◆ Fragmento de texto:
○ ○ ○ ○

Aún más plena en un solo dístico:

         El cerro azul estaba fragante de romero
         Y en los profundos campos silbaba la perdiz.

         Ese “superhombre” poético, de tormentoso discurso, supo bien definir la carga sólida del ego. En “El orgullo”:

         Y todo él no es más que oro, oro, esmeralda,
         Y oro otra vez, y vívidos cianuros,
         Que ya apaga en relámpagos oscuros,
         Ya en espasmos flamígeros escalda.

         Fuego de oro, no más. De cuando en cuando,
         Parece que lo atiza con las alas;
         Y que en la cruel soberbia de sus galas,
         Dos cuchillos de cobre está afilando.

○ ○ ○ ○

Entradas listadas en un conjunto de datos:
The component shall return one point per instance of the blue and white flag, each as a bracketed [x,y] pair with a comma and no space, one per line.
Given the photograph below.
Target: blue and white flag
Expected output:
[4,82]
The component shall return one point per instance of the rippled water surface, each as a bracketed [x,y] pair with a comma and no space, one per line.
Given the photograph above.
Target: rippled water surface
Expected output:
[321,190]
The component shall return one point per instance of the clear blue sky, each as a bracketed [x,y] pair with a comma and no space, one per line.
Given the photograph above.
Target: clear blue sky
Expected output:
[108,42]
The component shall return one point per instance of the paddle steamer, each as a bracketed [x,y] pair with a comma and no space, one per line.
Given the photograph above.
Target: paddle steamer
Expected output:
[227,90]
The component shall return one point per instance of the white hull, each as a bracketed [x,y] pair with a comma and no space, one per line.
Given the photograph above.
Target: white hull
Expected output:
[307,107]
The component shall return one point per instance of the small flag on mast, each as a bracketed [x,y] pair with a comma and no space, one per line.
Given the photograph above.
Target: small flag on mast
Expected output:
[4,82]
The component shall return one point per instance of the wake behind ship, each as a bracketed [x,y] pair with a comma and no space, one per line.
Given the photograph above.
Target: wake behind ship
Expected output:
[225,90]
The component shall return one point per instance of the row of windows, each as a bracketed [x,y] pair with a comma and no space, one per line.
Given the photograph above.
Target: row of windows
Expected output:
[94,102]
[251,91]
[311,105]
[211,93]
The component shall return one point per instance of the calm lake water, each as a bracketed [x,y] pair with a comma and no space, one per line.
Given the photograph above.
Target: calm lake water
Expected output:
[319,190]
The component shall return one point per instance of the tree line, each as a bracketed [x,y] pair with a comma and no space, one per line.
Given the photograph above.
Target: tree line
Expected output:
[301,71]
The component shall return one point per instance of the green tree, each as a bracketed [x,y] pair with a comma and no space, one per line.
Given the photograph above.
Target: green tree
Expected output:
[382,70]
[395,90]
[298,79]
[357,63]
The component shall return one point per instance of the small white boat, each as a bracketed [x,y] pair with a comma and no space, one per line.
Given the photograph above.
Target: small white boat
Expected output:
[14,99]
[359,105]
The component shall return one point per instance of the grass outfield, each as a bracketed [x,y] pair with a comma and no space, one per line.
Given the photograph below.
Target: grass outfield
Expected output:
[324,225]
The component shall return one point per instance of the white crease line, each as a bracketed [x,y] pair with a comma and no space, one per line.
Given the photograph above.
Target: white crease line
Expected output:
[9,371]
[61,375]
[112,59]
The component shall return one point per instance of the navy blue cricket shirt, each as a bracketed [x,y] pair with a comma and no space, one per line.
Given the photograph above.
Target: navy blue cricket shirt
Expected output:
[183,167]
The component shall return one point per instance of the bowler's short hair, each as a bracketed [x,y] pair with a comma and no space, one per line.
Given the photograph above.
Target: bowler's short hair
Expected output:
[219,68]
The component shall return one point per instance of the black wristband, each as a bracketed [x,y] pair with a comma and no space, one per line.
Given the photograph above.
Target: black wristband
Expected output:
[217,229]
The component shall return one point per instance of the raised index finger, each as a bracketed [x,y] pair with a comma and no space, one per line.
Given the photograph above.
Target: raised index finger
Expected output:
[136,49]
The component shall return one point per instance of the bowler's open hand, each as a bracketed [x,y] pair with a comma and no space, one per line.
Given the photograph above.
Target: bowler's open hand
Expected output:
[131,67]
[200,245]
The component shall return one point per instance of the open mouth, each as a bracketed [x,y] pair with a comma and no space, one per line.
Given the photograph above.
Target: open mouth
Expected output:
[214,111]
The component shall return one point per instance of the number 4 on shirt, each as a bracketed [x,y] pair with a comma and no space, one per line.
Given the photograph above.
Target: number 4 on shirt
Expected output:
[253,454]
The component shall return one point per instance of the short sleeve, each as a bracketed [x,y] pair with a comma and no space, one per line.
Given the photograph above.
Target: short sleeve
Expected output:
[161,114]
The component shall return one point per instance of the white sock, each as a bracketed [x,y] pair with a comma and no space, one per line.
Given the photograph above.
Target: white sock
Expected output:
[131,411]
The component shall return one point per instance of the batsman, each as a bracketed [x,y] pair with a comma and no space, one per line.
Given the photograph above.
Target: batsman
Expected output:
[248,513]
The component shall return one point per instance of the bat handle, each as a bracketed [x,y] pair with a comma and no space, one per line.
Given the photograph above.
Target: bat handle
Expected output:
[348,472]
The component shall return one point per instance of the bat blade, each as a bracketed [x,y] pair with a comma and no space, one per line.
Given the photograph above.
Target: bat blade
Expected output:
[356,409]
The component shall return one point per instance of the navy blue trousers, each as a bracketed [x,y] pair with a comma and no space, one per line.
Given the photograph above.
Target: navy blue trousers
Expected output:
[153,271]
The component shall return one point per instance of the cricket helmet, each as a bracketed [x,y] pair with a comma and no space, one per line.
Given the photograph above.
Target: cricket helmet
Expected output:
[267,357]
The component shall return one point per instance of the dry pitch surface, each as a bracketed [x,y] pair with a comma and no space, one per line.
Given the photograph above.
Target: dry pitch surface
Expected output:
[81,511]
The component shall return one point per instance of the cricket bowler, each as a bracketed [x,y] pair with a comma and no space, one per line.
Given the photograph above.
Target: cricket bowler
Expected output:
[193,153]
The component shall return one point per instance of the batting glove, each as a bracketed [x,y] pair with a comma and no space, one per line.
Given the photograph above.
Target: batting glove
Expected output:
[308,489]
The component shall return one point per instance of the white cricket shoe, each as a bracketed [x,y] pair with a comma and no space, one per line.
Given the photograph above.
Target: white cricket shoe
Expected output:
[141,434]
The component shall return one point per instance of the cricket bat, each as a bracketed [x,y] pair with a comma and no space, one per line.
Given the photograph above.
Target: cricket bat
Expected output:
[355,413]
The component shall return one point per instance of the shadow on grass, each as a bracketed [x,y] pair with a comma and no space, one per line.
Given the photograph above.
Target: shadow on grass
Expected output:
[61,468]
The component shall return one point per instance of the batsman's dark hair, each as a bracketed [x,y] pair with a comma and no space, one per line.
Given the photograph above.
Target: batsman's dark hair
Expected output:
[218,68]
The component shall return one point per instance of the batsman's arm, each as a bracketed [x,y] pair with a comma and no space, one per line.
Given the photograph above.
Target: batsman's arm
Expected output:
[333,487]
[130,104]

○ ○ ○ ○

◆ Objetivo del ejercicio: Según el fragmento, ¿de qué estaba fragante el cerro azul? Responde, por favor, en pocas palabras.

◆ Respuesta esperada: De romero.